> [Task instructions]:
An identical transcription of the records is required.

Records from a data collection:
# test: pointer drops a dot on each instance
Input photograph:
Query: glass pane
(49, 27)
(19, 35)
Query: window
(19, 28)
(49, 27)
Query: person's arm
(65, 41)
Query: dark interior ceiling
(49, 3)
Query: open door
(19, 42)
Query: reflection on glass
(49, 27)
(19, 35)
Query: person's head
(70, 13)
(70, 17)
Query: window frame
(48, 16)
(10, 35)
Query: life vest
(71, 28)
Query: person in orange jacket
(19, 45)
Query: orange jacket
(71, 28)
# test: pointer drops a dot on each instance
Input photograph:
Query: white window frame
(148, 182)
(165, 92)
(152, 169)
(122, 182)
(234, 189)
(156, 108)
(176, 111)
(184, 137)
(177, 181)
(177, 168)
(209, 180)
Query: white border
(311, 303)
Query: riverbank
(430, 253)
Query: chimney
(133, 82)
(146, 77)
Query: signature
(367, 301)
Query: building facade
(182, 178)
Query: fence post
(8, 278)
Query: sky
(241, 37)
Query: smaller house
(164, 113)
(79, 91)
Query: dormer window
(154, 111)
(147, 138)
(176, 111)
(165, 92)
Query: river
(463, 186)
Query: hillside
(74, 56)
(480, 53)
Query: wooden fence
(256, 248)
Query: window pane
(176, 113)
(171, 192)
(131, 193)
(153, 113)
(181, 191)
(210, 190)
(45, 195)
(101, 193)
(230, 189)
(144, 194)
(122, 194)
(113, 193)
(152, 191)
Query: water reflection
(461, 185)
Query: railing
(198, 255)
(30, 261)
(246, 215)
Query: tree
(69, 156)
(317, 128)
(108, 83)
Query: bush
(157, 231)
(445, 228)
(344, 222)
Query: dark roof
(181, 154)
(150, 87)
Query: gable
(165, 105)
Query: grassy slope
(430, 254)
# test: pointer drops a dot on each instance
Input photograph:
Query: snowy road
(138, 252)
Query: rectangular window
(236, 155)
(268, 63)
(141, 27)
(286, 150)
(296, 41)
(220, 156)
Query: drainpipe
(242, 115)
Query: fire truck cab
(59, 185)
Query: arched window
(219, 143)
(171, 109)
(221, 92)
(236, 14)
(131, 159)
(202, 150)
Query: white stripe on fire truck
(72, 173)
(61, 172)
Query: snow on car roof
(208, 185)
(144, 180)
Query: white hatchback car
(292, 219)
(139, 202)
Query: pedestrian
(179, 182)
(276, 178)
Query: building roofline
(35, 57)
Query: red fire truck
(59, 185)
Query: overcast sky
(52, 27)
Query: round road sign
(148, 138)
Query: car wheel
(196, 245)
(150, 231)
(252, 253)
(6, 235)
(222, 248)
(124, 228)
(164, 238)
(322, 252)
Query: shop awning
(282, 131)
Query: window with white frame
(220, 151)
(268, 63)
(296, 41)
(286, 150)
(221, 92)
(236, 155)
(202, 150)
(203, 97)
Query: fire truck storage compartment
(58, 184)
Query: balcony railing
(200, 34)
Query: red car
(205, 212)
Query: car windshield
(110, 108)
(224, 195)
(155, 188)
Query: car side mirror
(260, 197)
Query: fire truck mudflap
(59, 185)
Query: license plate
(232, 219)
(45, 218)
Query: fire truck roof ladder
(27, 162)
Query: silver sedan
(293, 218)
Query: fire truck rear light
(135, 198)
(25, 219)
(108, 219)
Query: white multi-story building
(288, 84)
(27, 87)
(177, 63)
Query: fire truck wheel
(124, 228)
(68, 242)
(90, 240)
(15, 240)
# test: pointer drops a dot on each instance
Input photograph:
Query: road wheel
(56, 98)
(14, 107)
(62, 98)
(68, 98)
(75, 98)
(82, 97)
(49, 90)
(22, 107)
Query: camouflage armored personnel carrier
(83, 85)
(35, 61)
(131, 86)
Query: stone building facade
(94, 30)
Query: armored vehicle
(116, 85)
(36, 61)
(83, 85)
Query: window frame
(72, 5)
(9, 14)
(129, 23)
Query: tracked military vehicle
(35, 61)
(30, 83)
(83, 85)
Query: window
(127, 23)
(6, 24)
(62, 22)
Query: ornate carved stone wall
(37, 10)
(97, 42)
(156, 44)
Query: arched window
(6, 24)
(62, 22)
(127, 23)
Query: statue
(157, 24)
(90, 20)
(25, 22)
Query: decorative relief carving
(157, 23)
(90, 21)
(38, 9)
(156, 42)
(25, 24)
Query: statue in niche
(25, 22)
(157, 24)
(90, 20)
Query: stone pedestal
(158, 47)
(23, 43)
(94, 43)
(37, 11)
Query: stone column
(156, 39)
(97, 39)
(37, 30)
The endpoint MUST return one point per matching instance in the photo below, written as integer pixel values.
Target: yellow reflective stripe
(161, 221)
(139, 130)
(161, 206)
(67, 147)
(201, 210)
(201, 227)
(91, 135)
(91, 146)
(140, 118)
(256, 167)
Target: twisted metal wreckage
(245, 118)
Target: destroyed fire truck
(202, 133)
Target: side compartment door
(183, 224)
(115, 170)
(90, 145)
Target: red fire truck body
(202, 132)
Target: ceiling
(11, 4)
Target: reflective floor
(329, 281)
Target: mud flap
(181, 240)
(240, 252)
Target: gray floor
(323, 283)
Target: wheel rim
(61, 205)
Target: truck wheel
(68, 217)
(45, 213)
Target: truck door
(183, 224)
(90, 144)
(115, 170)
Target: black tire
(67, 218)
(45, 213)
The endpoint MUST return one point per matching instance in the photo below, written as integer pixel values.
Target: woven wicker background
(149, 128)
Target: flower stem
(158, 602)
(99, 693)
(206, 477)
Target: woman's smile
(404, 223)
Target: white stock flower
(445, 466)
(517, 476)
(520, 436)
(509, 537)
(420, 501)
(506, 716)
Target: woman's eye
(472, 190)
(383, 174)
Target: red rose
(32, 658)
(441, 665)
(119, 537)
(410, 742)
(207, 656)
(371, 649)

> [Completed exercise]:
# test: pointer drops a dot on each instance
Input photograph:
Query: glass pane
(49, 27)
(19, 35)
Query: window
(19, 28)
(49, 27)
Query: person's arm
(65, 41)
Query: dark interior ceiling
(49, 3)
Query: open door
(19, 42)
Query: reflection on glass
(49, 27)
(19, 35)
Query: person's head
(70, 13)
(70, 17)
Query: window frame
(48, 16)
(10, 35)
Query: life vest
(71, 28)
Query: person in orange jacket
(19, 45)
Query: orange jacket
(71, 28)
# test: pointer drops a dot on each instance
Input photograph:
Query: white window frame
(148, 182)
(165, 92)
(152, 169)
(122, 182)
(234, 189)
(156, 108)
(176, 111)
(184, 137)
(177, 181)
(177, 168)
(209, 180)
Query: white border
(311, 303)
Query: riverbank
(430, 253)
Query: chimney
(133, 82)
(146, 77)
Query: signature
(367, 301)
Query: building facade
(182, 178)
Query: fence post
(8, 278)
Query: sky
(241, 37)
Query: smaller house
(164, 113)
(79, 91)
Query: dormer window
(154, 111)
(147, 138)
(176, 111)
(165, 92)
Query: river
(463, 186)
Query: hillside
(74, 56)
(480, 53)
Query: wooden fence
(256, 248)
Query: window pane
(176, 113)
(171, 192)
(131, 193)
(153, 113)
(181, 191)
(210, 190)
(45, 195)
(101, 193)
(230, 189)
(144, 194)
(122, 194)
(113, 193)
(152, 191)
Query: water reflection
(461, 185)
Query: railing
(198, 255)
(30, 261)
(246, 215)
Query: tree
(69, 156)
(317, 128)
(108, 83)
Query: bush
(157, 231)
(445, 228)
(344, 222)
Query: dark roof
(181, 154)
(150, 87)
Query: gable
(165, 105)
Query: grassy slope
(430, 254)
# test: pointer drops a dot on each instance
Input photograph:
Query: snowy road
(138, 252)
Query: rectangular window
(236, 155)
(268, 63)
(141, 27)
(286, 150)
(296, 41)
(220, 156)
Query: drainpipe
(242, 115)
Query: fire truck cab
(59, 185)
Query: arched window
(219, 143)
(171, 109)
(221, 92)
(236, 14)
(131, 159)
(202, 150)
Query: white stripe on fire truck
(72, 173)
(61, 172)
Query: snow on car roof
(208, 185)
(144, 180)
Query: white hatchback car
(292, 219)
(139, 202)
Query: pedestrian
(179, 182)
(276, 178)
Query: building roofline
(35, 57)
Query: red fire truck
(59, 185)
Query: overcast sky
(52, 27)
Query: round road sign
(148, 138)
Query: car wheel
(196, 245)
(150, 231)
(252, 253)
(6, 235)
(222, 248)
(124, 228)
(164, 238)
(322, 252)
Query: shop awning
(282, 131)
Query: window with white frame
(220, 151)
(268, 63)
(296, 41)
(286, 150)
(221, 92)
(236, 155)
(202, 150)
(203, 97)
Query: fire truck storage compartment
(58, 184)
Query: balcony railing
(200, 34)
Query: red car
(205, 212)
Query: car windshield
(110, 108)
(224, 195)
(155, 188)
Query: car side mirror
(260, 197)
Query: fire truck mudflap
(59, 185)
Query: license plate
(232, 219)
(45, 218)
Query: fire truck roof ladder
(27, 162)
Query: silver sedan
(293, 218)
Query: fire truck rear light
(135, 198)
(25, 219)
(108, 219)
Query: white multi-story building
(288, 84)
(27, 87)
(177, 63)
Query: fire truck wheel
(124, 228)
(68, 242)
(90, 240)
(15, 240)
# test: pointer drops a dot on each instance
Input photograph:
Query: road wheel
(56, 98)
(14, 107)
(62, 98)
(68, 98)
(75, 98)
(82, 97)
(49, 90)
(22, 107)
Query: camouflage armored personnel carrier
(83, 85)
(35, 61)
(131, 86)
Query: stone building facade
(94, 30)
Query: armored vehicle
(116, 85)
(36, 61)
(83, 85)
Query: window frame
(72, 5)
(9, 14)
(129, 23)
Query: tracked military vehicle
(35, 61)
(30, 83)
(83, 85)
Query: window
(127, 23)
(6, 24)
(62, 22)
Query: ornate carved stone wall
(37, 10)
(97, 42)
(156, 44)
Query: arched window
(6, 24)
(62, 22)
(127, 23)
Query: statue
(157, 24)
(90, 20)
(25, 22)
Query: decorative relief carving
(157, 23)
(90, 21)
(38, 9)
(156, 42)
(25, 24)
Query: statue in niche
(25, 22)
(157, 24)
(90, 20)
Query: stone pedestal
(158, 47)
(23, 43)
(94, 43)
(37, 11)
Query: stone column
(156, 39)
(97, 39)
(37, 30)
The endpoint MUST return one point per matching instance in the photo below, written as integer pixel values.
Target: yellow reflective stripe
(161, 221)
(139, 130)
(161, 206)
(67, 147)
(201, 210)
(201, 227)
(91, 135)
(91, 146)
(140, 118)
(256, 167)
Target: twisted metal wreckage
(245, 118)
Target: destroyed fire truck
(202, 133)
Target: side compartment door
(183, 224)
(115, 170)
(90, 145)
Target: red fire truck body
(202, 132)
Target: ceiling
(11, 4)
Target: reflective floor
(329, 281)
Target: mud flap
(181, 240)
(240, 252)
Target: gray floor
(323, 283)
Target: wheel rim
(61, 205)
Target: truck wheel
(68, 217)
(45, 213)
Target: truck door
(183, 224)
(90, 144)
(115, 170)
Target: black tire
(67, 218)
(45, 213)
The endpoint MUST return one point per matching instance in the photo below, written as integer pixel values.
Target: woven wicker background
(149, 128)
Target: flower stem
(158, 602)
(99, 693)
(206, 477)
Target: woman's smile
(404, 223)
Target: white stock flower
(445, 466)
(517, 476)
(520, 436)
(509, 537)
(420, 501)
(506, 716)
Target: woman's eye
(472, 190)
(383, 174)
Target: red rose
(32, 658)
(441, 665)
(119, 537)
(410, 742)
(207, 656)
(371, 649)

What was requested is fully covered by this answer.